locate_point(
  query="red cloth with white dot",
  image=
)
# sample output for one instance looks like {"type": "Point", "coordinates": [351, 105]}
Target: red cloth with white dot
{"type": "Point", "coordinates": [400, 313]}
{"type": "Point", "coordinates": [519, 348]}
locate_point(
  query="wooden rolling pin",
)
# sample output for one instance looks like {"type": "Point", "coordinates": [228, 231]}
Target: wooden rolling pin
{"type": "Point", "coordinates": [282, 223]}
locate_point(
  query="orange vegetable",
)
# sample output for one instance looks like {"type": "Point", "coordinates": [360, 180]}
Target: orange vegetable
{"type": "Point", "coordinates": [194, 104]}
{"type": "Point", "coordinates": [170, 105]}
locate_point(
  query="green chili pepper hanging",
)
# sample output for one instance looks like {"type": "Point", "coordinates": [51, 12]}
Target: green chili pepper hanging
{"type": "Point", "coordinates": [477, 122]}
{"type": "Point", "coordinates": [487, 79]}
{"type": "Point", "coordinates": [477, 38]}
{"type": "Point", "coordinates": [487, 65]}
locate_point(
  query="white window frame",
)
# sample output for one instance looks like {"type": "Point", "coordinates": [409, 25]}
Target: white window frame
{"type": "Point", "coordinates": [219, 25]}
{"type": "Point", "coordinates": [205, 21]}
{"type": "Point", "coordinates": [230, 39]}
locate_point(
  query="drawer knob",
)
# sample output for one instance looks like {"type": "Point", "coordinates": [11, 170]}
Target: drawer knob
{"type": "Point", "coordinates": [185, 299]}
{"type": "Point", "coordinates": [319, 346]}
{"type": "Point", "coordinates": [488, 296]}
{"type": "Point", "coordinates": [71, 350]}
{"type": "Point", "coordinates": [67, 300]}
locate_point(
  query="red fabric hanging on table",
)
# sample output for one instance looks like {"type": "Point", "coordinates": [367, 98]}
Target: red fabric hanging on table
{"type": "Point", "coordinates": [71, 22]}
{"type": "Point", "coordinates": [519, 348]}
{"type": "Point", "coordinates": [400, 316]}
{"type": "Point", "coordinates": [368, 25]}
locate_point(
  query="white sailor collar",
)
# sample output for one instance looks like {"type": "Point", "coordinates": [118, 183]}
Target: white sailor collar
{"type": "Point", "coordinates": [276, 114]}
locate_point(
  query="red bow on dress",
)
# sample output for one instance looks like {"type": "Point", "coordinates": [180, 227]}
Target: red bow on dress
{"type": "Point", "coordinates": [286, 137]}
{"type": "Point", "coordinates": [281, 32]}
_ _ _ _
THE TASK: Output an exact copy of each record.

WORKED SOLUTION:
locate_point(
  query="red cloth with white dot",
  image=
)
# sample output for one instance looks like {"type": "Point", "coordinates": [351, 105]}
Target: red cloth with white dot
{"type": "Point", "coordinates": [400, 313]}
{"type": "Point", "coordinates": [519, 348]}
locate_point(
  query="wooden rolling pin",
)
# sample output for one instance looks like {"type": "Point", "coordinates": [228, 231]}
Target: wooden rolling pin
{"type": "Point", "coordinates": [282, 223]}
locate_point(
  query="orange vegetable",
)
# sample output for one instance looks like {"type": "Point", "coordinates": [360, 180]}
Target: orange vegetable
{"type": "Point", "coordinates": [194, 104]}
{"type": "Point", "coordinates": [170, 105]}
locate_point(
  query="green chili pepper hanging",
)
# sample output for one instance looks like {"type": "Point", "coordinates": [51, 12]}
Target: green chili pepper hanging
{"type": "Point", "coordinates": [477, 122]}
{"type": "Point", "coordinates": [487, 79]}
{"type": "Point", "coordinates": [477, 38]}
{"type": "Point", "coordinates": [487, 65]}
locate_point(
  query="white window frame",
)
# sample output for one instance looks like {"type": "Point", "coordinates": [409, 25]}
Target: white window frame
{"type": "Point", "coordinates": [219, 25]}
{"type": "Point", "coordinates": [205, 21]}
{"type": "Point", "coordinates": [230, 39]}
locate_point(
  query="drawer knob",
)
# sample output for one instance looks like {"type": "Point", "coordinates": [11, 170]}
Target: drawer knob
{"type": "Point", "coordinates": [185, 299]}
{"type": "Point", "coordinates": [319, 346]}
{"type": "Point", "coordinates": [488, 296]}
{"type": "Point", "coordinates": [71, 350]}
{"type": "Point", "coordinates": [67, 300]}
locate_point(
  query="red fabric hanging on table",
)
# sample output for one instance looks like {"type": "Point", "coordinates": [367, 98]}
Target: red fabric hanging on table
{"type": "Point", "coordinates": [71, 22]}
{"type": "Point", "coordinates": [519, 348]}
{"type": "Point", "coordinates": [400, 316]}
{"type": "Point", "coordinates": [368, 25]}
locate_point(
  query="white sailor collar",
)
# sample output for one instance looks like {"type": "Point", "coordinates": [118, 183]}
Target: white sailor collar
{"type": "Point", "coordinates": [276, 114]}
locate_point(
  query="red bow on dress",
)
# sample output for one instance looks like {"type": "Point", "coordinates": [180, 227]}
Target: red bow on dress
{"type": "Point", "coordinates": [286, 137]}
{"type": "Point", "coordinates": [281, 32]}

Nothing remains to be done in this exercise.